WHAT YOU HAVE TO DO →
Output the passage about the New Deal from "But was the" up to and including "the Great Depression?", copied word for word.

DOCUMENT SECTION →
· · · · · · ·

As liberals seek to continue expanding the government, the myth of the success of Franklin Delano Roosevelt’s New Deal continues to grow.

In a recent opinion piece published in The New York Times, Jonathan Alter argues that President Joe Biden could be the “next FDR” by succeeding in enacting radical change to the country by passing massive spending and infrastructure bills and expanding government reach in the same vein as FDR’s New Deal.

Alter wrote, “With a few breaks and the skillful execution of what seems to be a smart legislative strategy, President Biden is poised to match F.D.R.’s stunning debut in office.

“That doesn’t require Mr. Biden to transform the country before May 1, the end of his first 100 days, the handy if arbitrary marker that Mr. Roosevelt (to the irritation of his successors) laid down in 1933. But for America to ‘own the future,’ as the president promised last month, he needs to do amid the pandemic what Mr. Roosevelt did amid the Depression: restore faith that the long-distrusted federal government can deliver rapid, tangible achievements.”

But was the New Deal as successful as liberals believe? 

The policy may have given the country the Hoover Dam and other feats of engineering that Americans continue to rely on, but did it actually succeed in pulling the country out of the Great Depression?

· · · · · · ·

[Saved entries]

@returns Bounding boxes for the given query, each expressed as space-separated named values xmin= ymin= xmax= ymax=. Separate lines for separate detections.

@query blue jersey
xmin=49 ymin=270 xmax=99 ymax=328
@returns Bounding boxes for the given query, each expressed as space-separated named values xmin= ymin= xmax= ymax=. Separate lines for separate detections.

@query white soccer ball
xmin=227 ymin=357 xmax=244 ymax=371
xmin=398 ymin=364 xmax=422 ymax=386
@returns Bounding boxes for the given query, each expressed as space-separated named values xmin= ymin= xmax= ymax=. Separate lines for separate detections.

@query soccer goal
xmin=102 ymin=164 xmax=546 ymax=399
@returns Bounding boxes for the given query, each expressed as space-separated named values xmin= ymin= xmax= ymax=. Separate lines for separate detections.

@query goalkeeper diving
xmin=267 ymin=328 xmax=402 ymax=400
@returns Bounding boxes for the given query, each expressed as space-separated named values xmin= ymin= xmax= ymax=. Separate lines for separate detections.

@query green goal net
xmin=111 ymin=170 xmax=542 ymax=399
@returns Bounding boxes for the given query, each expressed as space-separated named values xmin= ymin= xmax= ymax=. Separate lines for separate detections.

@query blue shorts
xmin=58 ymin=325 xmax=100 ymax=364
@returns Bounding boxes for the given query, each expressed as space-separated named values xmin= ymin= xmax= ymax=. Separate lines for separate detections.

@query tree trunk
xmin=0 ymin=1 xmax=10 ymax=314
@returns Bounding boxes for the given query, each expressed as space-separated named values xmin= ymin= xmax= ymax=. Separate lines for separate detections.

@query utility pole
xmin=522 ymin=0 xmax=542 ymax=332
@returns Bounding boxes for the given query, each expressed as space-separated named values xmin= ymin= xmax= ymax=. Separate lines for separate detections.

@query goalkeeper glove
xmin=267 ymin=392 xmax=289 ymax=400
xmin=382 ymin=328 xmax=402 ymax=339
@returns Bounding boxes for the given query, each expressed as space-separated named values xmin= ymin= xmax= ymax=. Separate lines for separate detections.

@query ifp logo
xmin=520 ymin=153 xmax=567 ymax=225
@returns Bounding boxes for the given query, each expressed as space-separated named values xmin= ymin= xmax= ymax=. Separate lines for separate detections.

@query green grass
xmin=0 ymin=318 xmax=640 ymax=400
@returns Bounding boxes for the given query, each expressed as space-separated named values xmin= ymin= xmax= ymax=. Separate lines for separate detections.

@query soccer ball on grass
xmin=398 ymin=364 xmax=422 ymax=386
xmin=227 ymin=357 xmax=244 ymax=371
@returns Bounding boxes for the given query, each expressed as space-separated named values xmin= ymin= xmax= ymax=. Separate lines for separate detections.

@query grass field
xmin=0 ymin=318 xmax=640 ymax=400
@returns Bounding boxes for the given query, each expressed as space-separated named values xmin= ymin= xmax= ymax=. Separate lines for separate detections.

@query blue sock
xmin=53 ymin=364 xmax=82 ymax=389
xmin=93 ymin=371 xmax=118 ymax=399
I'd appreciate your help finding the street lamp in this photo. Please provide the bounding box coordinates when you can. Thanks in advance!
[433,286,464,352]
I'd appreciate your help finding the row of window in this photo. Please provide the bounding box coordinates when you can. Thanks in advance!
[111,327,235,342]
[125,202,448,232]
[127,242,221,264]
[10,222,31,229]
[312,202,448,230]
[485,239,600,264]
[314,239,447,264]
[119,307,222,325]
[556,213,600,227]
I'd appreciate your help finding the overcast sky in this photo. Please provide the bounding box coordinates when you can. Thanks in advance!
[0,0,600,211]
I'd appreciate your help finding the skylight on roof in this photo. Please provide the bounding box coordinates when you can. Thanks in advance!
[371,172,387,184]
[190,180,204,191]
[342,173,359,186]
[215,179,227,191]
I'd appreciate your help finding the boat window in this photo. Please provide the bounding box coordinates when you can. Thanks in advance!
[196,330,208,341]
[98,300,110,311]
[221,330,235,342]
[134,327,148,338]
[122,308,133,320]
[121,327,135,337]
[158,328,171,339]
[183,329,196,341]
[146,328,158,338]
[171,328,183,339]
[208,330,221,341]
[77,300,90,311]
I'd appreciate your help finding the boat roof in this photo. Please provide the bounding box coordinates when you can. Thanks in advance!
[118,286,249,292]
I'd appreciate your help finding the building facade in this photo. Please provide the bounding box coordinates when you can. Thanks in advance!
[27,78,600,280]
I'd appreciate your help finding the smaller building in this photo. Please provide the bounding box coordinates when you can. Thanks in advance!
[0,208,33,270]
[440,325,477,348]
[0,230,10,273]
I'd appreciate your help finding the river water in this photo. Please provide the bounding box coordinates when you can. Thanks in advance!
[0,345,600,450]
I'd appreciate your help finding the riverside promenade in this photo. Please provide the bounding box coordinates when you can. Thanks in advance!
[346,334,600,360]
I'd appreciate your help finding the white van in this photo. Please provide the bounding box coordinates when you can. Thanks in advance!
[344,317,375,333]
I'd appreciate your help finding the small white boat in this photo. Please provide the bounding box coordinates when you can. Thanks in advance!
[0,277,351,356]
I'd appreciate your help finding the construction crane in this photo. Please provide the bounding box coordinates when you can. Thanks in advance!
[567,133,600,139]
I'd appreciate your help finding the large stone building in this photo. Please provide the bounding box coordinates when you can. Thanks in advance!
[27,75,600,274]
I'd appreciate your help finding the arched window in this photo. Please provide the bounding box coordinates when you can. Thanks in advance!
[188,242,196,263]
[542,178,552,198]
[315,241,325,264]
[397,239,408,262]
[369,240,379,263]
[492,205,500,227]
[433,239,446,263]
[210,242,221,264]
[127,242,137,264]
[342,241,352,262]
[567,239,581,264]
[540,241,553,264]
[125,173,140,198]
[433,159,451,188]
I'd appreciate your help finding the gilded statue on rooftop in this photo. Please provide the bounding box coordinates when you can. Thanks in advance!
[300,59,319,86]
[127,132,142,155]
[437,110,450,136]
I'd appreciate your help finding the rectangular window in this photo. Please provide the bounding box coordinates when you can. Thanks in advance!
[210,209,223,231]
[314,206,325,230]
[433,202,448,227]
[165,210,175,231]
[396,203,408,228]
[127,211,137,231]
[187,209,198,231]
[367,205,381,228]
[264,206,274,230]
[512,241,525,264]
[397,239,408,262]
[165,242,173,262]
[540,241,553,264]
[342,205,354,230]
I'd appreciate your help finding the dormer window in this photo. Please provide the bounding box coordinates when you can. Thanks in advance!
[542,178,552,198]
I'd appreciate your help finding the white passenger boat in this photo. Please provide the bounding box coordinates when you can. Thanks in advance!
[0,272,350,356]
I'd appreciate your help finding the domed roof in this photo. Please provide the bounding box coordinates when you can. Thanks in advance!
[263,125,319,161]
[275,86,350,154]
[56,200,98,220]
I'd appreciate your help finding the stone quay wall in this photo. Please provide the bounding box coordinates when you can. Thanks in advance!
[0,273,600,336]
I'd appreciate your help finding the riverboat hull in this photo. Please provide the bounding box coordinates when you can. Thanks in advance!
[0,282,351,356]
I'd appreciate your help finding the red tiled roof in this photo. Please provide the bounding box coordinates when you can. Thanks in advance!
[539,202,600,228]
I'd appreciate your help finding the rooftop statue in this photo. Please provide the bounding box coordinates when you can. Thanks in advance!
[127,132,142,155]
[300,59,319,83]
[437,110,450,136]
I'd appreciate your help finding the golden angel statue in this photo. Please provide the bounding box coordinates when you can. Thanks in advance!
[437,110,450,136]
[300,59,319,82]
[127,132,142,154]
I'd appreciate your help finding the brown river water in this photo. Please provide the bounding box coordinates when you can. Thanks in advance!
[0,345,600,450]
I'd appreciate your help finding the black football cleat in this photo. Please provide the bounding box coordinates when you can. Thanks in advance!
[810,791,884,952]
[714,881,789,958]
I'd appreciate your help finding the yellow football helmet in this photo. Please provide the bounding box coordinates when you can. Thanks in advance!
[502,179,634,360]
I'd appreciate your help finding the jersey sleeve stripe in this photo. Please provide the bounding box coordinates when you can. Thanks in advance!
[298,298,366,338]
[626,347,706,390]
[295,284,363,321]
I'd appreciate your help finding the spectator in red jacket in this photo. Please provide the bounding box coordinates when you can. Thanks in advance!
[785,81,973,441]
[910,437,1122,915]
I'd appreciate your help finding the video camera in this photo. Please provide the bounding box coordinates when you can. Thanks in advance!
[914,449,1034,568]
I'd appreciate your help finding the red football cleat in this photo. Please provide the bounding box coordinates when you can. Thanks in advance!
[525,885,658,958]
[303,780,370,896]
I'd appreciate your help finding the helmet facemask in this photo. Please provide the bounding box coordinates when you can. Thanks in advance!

· · · · · · ·

ANSWER →
But was the New Deal as successful as liberals believe? 

The policy may have given the country the Hoover Dam and other feats of engineering that Americans continue to rely on, but did it actually succeed in pulling the country out of the Great Depression?